BEGIN Input for this task
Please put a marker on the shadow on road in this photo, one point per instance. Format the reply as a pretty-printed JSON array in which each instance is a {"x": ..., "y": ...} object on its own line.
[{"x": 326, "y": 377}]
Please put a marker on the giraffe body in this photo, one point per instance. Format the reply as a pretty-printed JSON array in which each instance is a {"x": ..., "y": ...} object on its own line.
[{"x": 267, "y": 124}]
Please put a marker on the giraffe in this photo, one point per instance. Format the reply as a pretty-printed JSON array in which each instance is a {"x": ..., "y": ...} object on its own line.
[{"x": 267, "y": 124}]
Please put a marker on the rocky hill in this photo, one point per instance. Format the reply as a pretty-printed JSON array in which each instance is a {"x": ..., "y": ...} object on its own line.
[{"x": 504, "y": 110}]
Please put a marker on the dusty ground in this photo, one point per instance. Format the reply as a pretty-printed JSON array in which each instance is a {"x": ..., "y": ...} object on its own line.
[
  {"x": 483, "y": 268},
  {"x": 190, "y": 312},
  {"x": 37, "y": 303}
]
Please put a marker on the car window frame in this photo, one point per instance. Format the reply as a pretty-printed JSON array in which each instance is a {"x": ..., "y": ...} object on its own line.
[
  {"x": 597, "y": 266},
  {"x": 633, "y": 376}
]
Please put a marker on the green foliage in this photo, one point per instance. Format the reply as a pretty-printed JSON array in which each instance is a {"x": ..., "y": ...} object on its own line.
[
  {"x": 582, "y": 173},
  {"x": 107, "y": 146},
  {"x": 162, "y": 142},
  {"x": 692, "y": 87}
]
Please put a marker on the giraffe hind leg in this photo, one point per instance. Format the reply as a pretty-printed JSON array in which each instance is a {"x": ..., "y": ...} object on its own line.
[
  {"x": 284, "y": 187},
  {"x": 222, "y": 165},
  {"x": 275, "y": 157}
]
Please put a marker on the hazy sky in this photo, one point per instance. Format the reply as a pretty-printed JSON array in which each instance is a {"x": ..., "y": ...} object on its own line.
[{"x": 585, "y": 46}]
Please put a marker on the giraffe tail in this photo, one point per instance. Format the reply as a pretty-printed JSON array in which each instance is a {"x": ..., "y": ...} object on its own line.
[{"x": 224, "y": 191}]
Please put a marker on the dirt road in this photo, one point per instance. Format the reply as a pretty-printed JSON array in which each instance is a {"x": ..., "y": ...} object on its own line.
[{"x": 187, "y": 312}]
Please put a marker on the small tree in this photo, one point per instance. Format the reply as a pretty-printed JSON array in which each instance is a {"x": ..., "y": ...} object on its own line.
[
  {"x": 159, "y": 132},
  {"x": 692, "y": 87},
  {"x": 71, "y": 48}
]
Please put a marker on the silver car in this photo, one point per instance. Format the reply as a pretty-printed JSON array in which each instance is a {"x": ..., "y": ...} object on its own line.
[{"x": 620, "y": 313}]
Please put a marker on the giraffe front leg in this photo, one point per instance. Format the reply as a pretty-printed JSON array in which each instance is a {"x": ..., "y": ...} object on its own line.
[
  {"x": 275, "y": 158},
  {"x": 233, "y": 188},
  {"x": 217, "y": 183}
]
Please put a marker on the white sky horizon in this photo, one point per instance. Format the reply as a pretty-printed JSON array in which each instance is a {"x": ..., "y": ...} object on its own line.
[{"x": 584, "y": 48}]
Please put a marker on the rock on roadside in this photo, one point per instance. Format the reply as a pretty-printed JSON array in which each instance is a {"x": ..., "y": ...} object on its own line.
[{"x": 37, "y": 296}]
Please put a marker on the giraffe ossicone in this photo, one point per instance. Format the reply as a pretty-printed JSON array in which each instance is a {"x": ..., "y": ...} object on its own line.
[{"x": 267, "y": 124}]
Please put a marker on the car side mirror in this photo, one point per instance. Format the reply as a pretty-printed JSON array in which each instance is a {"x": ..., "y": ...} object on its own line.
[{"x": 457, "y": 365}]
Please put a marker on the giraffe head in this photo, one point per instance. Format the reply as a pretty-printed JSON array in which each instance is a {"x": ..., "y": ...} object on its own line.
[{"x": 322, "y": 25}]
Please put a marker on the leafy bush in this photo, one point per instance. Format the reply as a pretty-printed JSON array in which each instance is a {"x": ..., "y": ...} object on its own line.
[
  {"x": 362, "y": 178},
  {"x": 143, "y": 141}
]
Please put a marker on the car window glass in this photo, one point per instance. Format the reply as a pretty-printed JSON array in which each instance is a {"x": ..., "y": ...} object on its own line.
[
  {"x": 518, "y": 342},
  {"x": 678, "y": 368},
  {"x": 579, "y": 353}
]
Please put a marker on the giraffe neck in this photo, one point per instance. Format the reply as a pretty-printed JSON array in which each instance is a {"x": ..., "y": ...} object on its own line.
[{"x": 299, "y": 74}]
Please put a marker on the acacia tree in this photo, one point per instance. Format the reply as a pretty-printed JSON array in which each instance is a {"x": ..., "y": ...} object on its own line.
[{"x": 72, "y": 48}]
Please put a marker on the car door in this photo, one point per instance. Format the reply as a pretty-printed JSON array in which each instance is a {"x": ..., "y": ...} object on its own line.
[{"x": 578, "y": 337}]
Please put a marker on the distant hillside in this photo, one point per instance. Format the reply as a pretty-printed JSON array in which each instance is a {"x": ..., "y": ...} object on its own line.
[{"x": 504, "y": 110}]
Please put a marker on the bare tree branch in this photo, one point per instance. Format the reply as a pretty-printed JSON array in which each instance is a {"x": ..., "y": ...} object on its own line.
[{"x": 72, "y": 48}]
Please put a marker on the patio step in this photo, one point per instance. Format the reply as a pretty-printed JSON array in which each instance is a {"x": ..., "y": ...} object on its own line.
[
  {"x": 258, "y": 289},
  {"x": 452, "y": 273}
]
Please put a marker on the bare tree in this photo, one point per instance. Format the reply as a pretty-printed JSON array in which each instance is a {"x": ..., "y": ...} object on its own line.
END Input for this task
Written task: Exactly reproduce the lines that run from the line with "Please put a marker on the bare tree branch" through the last line of the records, inclusive.

Result below:
Please put a marker on the bare tree branch in this photo, one point per instance. Format the reply as a pretty-printed JSON array in which each instance is a {"x": ..., "y": ...} object on its own line.
[{"x": 72, "y": 48}]
Please put a marker on the patio step in this photo, one point per instance. Format the reply as a pretty-printed JSON array in which each instance is a {"x": ..., "y": ...} object on its own line.
[
  {"x": 258, "y": 289},
  {"x": 452, "y": 273}
]
Please put a marker on the bare tree in this photo, one point per instance. Format the reply as a pretty-printed JSON array in which each instance is a {"x": ..., "y": ...} object on its own line.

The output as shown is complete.